FRAGMENTO PROPORCIONADO:
- - -

De los poetas norteamericanos de su época solamente estimó a Robert Frost, conservador como él en la forma y cultivador de la rima, arraigado igualmente en un retiro rural. Con todo, Graves tuvo también veleidades rupturistas al inicio de su carrera, bien que desde una pose irónica, como cuando en el poema “A pesar” declara: “Mis rimas ya no volverán a estar en formación / como soldados prusianos que desfilan”. Lo hizo rimando: en los citados versos, arrayed y parade. Pronto desertó de ese ejército irregular de las rimas vestidas de camuflaje y volvió a disponer sus estrofas con uniforme de gala.
Sus poesías completas copan un volumen de 898 páginas que jalonan la trayectoria comenzada en 1916 con Over the Brazier hasta llegar a los poemas añadidos en 1975 al conjunto y los aún no recogidos entonces: juvenilia, poemas dispersos y póstumos. Comienzan en las durísimas circunstancias de la Gran Guerra; finalizan con poemas de amor y sobre la vejez.
Su retiro balear apenas dejó huella en su obra (en una de las raras ocasiones habla del siroco en Deyá, el xaloc, y termina dando voz al Diablo: “Bah, un viento local que no es mi mensajero), aunque en 1935 escribió con Laura Riding una extensa Carta de Mallorca. Los recuerdos del Gales que fue escenario de su infancia o de la Irlanda de la que procedían su padre y su abuelo, obispo anglicano de Limerick, tampoco abundan, aunque sí urdió algunas versiones de poemas medievales, y numerosas recreaciones de los mitos griegos, en las que en pies yámbicos danzan Eurídice, Afrodita o Galatea. Se atrevió a componer cinco epigramas en latín, y un poema de circunstancias en español con motivo de la Olimpiada de 1968 en México.

- - -

DATOS PROPORCIONADOS:

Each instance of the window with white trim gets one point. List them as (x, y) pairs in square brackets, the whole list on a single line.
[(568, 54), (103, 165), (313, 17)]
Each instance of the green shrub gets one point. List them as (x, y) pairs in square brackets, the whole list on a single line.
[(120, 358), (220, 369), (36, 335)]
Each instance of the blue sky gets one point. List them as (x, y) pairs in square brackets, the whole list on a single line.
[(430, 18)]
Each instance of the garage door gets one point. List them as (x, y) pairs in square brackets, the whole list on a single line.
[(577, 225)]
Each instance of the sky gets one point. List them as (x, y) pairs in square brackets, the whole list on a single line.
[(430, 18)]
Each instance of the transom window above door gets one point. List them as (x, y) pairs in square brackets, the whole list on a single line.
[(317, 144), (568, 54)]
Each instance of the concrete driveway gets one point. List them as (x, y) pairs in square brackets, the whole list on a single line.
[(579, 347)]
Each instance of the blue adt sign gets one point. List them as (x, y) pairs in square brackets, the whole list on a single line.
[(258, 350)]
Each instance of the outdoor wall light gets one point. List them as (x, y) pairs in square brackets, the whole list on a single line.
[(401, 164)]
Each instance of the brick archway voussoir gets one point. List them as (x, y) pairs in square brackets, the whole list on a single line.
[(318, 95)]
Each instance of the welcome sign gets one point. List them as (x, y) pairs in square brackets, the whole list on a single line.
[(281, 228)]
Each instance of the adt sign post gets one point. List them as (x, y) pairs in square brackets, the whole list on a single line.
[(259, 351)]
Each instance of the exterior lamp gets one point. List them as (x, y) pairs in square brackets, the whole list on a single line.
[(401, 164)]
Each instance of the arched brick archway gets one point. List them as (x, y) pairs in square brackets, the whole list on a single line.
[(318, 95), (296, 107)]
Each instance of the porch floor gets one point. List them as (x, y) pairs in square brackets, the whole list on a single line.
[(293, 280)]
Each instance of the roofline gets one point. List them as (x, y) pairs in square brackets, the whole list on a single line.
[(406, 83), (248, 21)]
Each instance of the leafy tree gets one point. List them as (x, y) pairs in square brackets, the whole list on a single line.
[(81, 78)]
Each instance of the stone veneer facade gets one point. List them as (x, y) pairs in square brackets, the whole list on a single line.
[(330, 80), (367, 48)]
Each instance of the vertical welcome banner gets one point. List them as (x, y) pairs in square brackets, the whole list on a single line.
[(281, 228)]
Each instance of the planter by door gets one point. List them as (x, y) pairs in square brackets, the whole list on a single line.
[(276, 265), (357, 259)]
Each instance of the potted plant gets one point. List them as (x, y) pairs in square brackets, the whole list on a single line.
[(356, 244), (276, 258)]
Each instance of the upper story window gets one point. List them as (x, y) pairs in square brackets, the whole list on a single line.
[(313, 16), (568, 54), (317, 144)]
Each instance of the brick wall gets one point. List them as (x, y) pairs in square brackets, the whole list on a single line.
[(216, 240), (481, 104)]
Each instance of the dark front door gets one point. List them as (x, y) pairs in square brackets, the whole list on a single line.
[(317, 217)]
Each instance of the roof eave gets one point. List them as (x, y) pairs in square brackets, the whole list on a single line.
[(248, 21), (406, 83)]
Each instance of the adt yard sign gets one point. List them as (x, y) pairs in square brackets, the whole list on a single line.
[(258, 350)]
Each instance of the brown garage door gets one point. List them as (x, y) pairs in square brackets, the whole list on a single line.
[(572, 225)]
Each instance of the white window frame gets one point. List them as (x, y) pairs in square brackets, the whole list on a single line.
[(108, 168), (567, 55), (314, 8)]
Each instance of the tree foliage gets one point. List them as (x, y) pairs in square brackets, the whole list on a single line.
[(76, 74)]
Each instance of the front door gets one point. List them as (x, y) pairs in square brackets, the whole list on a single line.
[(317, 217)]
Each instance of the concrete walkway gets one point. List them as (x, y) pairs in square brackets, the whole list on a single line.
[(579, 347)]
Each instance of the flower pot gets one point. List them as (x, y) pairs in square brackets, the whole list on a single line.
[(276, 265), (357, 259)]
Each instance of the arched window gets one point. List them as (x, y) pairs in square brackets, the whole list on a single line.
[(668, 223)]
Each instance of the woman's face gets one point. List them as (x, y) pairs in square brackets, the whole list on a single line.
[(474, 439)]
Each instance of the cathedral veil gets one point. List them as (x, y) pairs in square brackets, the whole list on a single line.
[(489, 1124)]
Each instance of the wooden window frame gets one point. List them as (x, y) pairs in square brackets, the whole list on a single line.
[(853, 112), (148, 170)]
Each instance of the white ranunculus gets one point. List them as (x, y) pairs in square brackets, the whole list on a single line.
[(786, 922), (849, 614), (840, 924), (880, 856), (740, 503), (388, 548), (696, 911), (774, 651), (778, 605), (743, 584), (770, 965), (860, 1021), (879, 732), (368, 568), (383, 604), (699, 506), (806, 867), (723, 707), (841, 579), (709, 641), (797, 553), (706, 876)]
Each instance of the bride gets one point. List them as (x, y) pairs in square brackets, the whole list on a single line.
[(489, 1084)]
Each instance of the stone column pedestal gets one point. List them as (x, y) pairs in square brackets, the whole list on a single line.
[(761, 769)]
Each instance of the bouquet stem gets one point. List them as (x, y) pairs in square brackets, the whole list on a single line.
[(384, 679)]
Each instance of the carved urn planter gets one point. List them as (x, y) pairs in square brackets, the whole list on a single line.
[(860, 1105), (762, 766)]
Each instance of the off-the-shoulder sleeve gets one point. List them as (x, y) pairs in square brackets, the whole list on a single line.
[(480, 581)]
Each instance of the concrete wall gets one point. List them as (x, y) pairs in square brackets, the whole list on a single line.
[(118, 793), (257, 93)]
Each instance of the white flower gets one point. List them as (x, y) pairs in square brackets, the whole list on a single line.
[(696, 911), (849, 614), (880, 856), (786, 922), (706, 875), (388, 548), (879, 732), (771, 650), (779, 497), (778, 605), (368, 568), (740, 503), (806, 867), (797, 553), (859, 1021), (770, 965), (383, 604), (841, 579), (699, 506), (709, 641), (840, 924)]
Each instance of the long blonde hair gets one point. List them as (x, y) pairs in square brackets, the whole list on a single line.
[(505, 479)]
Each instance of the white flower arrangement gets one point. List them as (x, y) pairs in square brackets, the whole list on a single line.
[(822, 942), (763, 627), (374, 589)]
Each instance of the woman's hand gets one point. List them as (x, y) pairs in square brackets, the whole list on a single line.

- - -

TAREA PROPUESTA:
Conteste estas preguntas a partir del fragmento proporcionado:
1. ¿A qué poeta norteamericano de su época estimó Graves?
2. ¿Cuántas páginas ocupan sus poesías completas?
3. ¿En qué lengua compuso un poema de circunstancias con motivo de la Olimpiada de 1968 en México?

ESPACIO DE RESPUESTA:
1. A Robert Frost.
2. 898 páginas.
3. En español.